■ TASK DIRECTIONS:
Each line from the one containing "For each instance of the gold" through the final line below must be reproduced exactly, and no others.

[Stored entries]
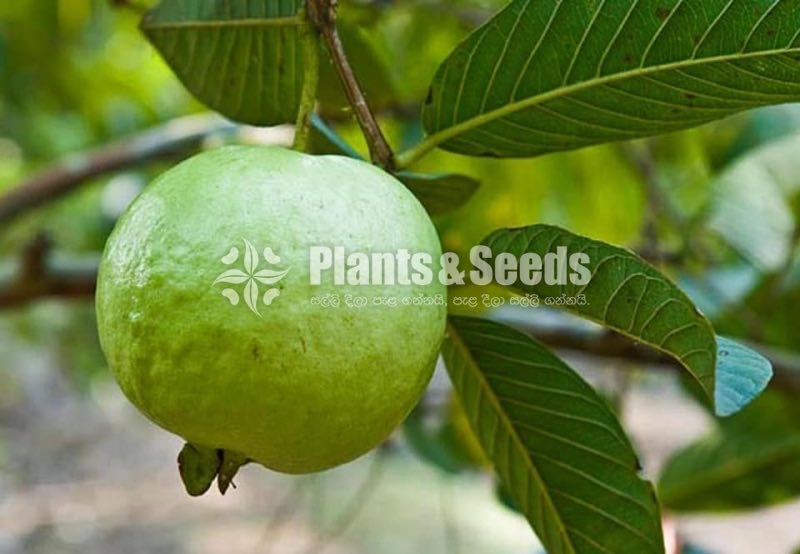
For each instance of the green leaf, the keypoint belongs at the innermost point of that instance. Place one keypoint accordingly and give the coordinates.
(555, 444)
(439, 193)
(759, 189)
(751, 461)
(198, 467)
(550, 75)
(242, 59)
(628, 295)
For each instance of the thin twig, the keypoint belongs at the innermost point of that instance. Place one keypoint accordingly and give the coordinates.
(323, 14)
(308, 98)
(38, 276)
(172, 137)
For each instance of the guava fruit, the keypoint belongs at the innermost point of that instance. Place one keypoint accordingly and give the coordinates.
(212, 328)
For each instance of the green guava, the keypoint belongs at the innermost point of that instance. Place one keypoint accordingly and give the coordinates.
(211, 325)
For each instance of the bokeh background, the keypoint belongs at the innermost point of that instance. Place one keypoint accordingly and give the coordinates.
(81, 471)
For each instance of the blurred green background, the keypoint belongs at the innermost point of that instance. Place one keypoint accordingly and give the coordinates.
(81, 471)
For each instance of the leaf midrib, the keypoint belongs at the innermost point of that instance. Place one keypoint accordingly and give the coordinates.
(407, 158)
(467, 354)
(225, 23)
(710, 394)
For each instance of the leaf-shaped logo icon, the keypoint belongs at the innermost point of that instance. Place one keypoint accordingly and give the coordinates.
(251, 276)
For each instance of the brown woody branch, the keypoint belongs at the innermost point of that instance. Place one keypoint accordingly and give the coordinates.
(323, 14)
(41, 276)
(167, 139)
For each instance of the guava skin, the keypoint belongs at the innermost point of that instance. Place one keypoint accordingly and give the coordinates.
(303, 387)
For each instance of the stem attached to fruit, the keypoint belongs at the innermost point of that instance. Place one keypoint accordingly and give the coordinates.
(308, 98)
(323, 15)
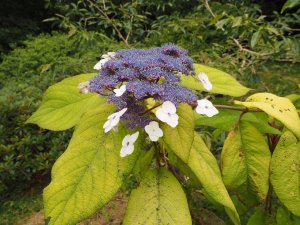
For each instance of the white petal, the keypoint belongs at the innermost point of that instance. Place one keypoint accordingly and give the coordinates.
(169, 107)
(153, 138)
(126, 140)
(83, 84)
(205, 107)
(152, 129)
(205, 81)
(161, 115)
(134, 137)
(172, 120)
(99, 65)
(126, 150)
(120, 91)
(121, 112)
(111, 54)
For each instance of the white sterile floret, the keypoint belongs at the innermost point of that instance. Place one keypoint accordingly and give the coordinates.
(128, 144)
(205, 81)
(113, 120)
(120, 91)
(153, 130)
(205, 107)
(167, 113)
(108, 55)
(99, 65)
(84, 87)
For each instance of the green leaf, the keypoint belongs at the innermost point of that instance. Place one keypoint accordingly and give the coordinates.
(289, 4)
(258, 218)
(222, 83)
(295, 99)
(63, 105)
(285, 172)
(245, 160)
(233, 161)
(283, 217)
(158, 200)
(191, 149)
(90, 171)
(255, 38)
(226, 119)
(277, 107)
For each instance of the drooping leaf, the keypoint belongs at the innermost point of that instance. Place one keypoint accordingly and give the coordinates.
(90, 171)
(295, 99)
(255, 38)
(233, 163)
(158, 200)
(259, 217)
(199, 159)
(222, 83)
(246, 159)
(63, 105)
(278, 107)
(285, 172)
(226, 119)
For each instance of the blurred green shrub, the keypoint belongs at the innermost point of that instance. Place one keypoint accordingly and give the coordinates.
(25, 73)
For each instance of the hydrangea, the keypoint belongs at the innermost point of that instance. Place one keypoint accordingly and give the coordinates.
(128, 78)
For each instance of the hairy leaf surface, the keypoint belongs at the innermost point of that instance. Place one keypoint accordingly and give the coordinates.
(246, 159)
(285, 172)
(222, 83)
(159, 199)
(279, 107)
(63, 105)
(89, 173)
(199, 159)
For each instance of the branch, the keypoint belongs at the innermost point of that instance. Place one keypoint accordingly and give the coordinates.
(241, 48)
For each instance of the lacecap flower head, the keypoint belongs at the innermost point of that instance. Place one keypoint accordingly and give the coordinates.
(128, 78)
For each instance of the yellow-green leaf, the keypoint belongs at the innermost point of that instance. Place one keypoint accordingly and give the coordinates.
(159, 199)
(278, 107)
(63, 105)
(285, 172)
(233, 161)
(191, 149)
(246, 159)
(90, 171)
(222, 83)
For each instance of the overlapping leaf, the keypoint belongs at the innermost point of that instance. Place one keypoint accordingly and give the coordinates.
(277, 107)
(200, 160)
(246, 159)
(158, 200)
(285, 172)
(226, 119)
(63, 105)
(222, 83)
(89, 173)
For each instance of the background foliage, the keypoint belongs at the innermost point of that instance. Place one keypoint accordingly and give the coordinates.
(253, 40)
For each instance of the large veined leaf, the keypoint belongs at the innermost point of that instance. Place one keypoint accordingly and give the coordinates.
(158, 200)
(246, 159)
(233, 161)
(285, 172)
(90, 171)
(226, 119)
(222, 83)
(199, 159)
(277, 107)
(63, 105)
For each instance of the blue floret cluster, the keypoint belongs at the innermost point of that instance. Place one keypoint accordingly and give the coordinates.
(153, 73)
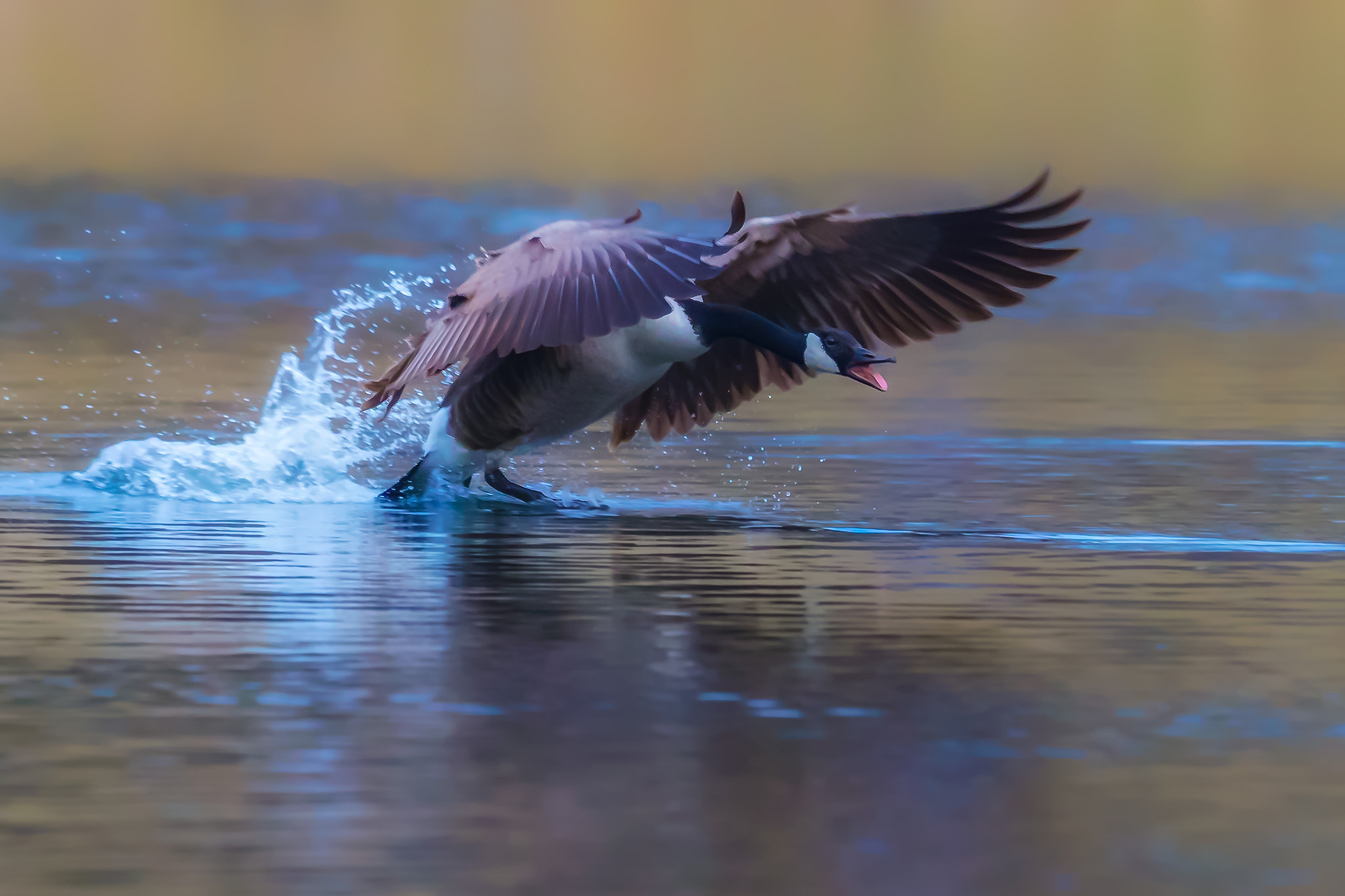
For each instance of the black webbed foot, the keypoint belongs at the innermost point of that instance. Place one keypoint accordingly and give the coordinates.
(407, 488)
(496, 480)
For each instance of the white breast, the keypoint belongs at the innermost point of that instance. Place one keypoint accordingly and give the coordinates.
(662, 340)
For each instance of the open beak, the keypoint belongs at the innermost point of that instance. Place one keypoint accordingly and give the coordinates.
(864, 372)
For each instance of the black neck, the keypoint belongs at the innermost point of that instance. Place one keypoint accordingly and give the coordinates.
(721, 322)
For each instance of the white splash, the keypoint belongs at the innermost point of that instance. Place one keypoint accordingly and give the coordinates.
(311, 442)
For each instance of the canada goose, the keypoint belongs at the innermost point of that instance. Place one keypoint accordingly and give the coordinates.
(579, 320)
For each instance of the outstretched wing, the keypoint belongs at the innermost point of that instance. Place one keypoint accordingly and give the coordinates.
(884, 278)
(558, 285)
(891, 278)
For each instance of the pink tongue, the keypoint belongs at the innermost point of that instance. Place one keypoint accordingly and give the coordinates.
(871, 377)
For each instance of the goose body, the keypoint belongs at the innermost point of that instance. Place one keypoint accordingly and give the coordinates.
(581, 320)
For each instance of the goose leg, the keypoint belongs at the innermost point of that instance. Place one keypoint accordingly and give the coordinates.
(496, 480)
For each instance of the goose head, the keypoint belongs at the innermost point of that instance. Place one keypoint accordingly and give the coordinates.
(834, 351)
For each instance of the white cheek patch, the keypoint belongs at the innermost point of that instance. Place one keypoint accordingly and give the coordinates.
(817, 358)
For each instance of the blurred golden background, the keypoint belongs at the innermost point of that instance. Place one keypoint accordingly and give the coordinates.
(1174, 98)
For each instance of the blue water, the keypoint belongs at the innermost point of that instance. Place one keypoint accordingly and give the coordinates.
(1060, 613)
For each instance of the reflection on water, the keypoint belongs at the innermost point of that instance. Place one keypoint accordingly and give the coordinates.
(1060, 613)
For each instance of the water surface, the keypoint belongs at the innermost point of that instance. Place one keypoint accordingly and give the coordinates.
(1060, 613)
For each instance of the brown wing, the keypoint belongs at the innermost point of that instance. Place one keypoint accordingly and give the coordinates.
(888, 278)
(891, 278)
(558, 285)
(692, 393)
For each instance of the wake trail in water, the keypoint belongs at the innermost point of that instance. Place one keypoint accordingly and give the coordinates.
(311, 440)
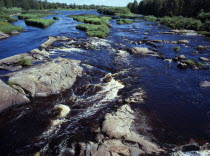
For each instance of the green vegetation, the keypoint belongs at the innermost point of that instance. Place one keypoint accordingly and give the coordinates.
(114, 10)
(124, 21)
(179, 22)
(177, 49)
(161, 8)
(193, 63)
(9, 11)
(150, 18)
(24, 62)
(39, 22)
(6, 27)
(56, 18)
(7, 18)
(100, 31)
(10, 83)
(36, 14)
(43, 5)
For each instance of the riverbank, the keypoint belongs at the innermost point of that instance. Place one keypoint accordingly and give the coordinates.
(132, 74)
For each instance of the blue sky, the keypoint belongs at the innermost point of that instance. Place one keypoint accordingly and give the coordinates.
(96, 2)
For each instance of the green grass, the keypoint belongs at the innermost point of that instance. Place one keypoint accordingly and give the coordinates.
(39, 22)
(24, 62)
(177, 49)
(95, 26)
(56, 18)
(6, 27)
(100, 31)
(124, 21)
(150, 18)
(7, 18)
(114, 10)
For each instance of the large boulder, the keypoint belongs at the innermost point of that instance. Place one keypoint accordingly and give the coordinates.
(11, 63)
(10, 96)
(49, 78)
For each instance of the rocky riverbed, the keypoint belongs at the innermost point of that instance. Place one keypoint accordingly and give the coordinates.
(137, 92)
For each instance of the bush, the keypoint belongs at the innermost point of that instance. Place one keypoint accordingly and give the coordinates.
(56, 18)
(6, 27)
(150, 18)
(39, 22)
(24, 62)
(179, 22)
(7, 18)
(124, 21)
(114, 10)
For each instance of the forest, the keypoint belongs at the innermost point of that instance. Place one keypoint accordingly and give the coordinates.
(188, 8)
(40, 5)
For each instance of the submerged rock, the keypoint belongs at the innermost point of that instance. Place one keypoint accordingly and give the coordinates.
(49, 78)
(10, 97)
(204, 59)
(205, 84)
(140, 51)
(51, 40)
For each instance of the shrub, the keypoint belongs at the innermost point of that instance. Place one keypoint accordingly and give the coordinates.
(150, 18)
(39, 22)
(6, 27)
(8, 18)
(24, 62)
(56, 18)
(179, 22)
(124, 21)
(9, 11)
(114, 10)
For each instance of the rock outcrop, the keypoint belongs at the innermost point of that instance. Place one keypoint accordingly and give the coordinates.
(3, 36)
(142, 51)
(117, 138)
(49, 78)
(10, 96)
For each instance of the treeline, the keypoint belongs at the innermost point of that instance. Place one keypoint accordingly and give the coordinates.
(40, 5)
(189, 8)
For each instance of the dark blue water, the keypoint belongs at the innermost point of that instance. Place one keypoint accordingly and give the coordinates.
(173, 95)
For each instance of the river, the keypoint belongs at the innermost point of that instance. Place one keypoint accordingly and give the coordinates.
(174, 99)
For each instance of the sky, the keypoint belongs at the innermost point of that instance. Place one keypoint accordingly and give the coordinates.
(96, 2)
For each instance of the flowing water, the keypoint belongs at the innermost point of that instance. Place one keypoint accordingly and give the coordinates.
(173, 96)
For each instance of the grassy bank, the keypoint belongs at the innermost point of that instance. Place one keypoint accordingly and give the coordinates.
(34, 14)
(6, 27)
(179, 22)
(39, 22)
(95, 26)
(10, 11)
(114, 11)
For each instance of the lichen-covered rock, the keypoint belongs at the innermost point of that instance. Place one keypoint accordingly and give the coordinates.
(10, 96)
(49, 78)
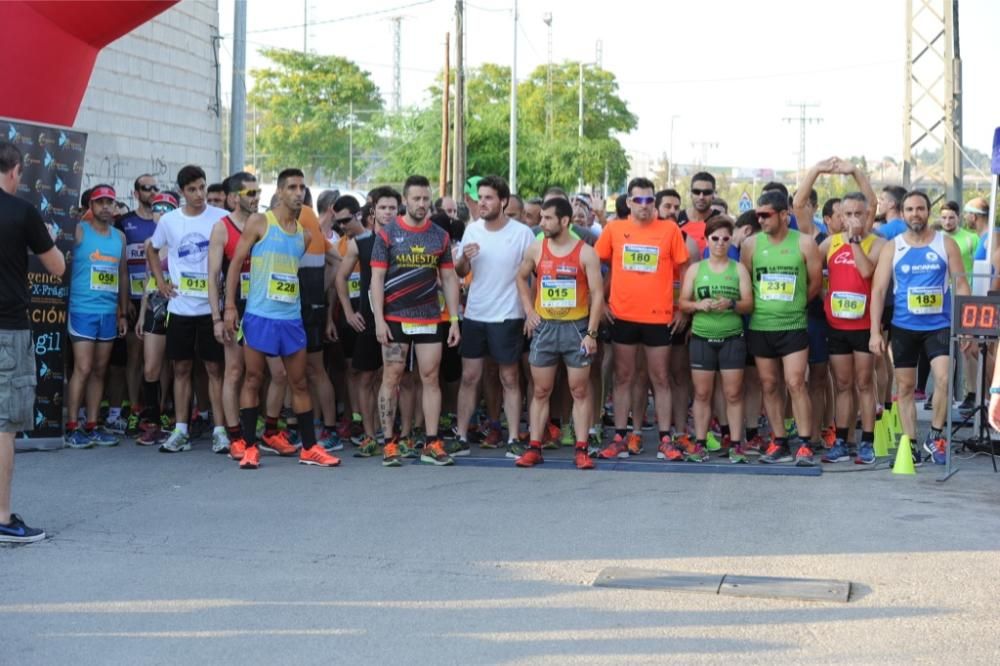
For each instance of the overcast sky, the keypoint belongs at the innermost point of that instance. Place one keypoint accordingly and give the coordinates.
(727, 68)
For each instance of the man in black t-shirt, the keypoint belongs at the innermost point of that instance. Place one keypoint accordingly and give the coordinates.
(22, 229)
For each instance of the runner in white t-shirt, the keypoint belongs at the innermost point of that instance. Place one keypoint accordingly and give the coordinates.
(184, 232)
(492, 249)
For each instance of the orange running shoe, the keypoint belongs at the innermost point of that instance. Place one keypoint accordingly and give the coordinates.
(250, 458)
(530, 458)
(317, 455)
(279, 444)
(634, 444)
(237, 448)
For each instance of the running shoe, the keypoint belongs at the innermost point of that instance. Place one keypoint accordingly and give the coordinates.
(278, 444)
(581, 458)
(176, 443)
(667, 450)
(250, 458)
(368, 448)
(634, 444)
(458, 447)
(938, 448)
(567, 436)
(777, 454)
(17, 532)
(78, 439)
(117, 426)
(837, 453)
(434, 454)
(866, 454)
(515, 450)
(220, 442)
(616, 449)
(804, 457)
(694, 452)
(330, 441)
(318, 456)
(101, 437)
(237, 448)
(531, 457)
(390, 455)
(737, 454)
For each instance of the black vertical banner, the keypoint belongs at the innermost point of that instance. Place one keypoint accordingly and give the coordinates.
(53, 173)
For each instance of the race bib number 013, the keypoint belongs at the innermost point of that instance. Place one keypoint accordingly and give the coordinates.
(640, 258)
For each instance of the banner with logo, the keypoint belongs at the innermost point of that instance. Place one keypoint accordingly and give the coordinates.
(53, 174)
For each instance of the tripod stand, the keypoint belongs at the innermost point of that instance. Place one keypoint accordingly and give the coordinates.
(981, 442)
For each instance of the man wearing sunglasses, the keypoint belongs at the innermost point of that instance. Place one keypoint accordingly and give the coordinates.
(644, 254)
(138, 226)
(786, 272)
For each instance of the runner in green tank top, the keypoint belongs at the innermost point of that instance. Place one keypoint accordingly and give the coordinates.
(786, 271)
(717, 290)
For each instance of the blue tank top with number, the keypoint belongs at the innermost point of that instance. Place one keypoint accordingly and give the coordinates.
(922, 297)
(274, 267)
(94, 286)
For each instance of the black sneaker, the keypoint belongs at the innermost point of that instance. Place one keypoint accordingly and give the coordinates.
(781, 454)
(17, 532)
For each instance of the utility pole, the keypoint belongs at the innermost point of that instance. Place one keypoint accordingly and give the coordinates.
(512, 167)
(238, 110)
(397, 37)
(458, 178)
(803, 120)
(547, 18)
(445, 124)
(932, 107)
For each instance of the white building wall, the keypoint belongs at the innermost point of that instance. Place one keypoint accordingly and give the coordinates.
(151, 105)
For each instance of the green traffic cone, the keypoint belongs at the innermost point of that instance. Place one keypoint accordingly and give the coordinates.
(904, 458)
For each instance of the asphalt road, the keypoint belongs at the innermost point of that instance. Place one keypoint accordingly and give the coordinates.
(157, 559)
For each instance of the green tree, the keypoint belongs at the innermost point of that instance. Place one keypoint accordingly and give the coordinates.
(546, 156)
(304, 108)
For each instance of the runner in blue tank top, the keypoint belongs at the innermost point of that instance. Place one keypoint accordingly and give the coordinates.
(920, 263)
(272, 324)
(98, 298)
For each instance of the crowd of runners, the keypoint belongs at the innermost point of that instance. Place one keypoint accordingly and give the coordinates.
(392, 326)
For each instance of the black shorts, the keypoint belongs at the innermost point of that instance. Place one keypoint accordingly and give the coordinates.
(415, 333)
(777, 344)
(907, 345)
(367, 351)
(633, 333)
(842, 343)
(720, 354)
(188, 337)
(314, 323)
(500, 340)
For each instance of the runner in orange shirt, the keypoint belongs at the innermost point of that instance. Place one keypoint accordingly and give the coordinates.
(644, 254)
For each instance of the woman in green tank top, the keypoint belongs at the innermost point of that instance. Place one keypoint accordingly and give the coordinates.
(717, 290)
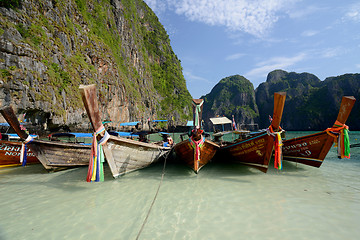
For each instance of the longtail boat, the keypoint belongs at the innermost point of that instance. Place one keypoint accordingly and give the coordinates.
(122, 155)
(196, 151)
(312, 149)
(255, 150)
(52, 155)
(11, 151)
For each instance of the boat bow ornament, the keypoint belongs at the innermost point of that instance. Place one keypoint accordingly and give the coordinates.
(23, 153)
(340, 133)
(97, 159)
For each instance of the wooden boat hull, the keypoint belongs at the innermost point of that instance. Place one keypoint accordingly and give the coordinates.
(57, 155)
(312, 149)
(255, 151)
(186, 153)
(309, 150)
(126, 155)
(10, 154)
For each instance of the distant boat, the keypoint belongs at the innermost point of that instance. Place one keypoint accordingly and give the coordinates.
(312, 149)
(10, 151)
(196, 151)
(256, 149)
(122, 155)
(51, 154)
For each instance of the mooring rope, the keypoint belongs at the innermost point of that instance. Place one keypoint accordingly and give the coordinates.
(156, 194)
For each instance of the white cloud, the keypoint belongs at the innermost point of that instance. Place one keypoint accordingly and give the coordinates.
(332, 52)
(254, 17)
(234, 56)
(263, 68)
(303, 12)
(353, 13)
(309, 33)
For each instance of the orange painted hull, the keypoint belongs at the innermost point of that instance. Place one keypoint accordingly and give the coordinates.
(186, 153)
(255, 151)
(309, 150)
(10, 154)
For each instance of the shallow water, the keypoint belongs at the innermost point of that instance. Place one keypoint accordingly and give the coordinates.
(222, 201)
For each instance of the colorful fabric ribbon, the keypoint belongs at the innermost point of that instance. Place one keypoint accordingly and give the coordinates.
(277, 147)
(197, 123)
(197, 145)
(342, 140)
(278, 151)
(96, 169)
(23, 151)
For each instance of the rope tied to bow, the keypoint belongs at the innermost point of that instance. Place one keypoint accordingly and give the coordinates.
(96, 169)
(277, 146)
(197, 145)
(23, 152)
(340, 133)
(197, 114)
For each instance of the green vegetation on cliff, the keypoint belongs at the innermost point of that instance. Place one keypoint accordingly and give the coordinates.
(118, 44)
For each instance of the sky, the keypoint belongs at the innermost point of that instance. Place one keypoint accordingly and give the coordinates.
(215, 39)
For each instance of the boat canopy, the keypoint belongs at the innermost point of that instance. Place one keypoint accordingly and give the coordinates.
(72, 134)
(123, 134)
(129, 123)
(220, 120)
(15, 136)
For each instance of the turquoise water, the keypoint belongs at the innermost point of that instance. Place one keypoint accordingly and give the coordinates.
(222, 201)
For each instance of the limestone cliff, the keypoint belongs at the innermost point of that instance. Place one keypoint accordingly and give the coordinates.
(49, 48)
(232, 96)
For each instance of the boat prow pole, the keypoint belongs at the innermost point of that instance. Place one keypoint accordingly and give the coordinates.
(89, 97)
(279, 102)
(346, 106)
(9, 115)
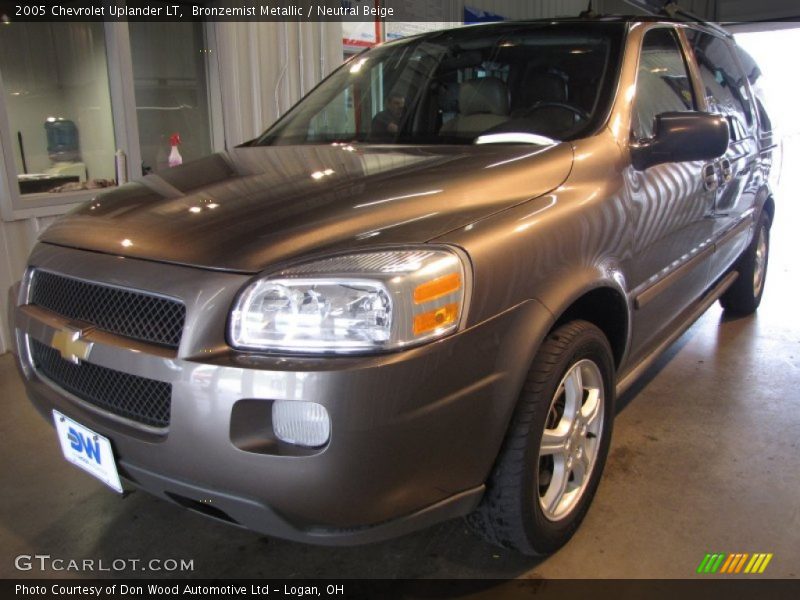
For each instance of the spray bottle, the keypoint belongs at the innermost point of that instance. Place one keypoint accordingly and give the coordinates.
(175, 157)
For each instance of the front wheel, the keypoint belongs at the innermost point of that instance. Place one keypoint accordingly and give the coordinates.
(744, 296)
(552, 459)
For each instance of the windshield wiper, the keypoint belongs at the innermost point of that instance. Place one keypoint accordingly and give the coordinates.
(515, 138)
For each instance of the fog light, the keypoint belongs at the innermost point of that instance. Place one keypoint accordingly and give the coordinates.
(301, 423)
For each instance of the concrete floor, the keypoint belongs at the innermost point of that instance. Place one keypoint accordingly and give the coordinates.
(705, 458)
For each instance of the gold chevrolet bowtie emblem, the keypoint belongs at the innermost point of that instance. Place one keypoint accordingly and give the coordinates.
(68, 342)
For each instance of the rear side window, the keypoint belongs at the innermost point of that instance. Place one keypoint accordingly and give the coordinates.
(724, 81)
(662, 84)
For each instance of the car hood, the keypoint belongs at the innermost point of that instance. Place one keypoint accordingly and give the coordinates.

■ PROBLEM SOLUTION:
For each instance of the gold chevrolet bowtie emblem, the keypoint belongs at the innermost point of that instance. Place one keypoint accordingly and give the coordinates.
(68, 342)
For each instance of the rear side window, the keypoint belongs at the innermost point of that instance. Place one keypoint accordingly and give the coordinates.
(724, 81)
(662, 84)
For each instance of the car hood, the keypoint belongs at the innermost point of that instance. Place one keypoint accordingly and give the coordinates.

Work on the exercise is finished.